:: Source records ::
+--
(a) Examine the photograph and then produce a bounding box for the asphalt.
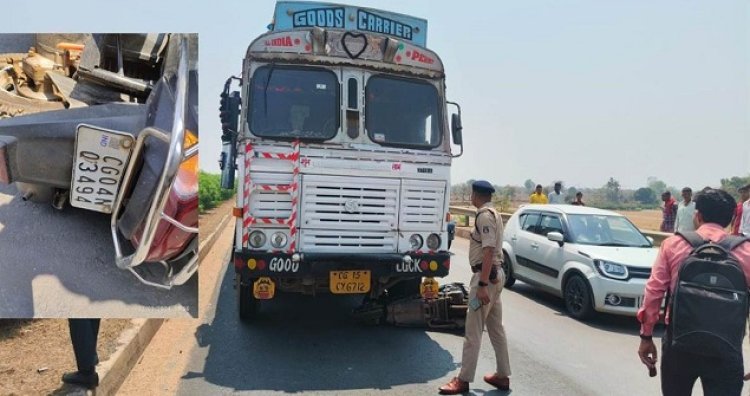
[0,175,197,318]
[173,236,736,395]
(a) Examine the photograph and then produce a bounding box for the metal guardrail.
[449,205,671,246]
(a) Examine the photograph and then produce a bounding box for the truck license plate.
[330,270,371,294]
[70,125,134,213]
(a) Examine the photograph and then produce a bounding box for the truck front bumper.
[233,250,451,280]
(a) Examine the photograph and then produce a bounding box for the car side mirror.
[547,231,564,247]
[451,113,463,145]
[646,236,654,245]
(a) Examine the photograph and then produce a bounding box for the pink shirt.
[637,223,750,336]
+--
:: TASK INSTRUCTIONS ::
An exact copy of every entry, without pictures, should be your output.

:: SOLUTION FOR THIS TASK ::
(a) Examine the photograph and then produce a bounding box for the asphalt.
[0,175,197,318]
[173,236,736,395]
(a) Examine the photograph and then produce a bounding box for the metal guardrail.
[449,205,671,246]
(a) Examine the photograph and then produce a bounding box for the truck license plate.
[330,270,371,294]
[70,125,134,213]
(a) Examine the photograph and then produce a bounding box for the truck front bumper.
[233,250,451,280]
(a) Examine the photograph and then produce a bounding box for the car side mirror.
[547,231,564,247]
[451,113,463,145]
[646,236,654,245]
(a) Examine the photograph and then produce a bounding box for the pink shirt.
[637,223,750,336]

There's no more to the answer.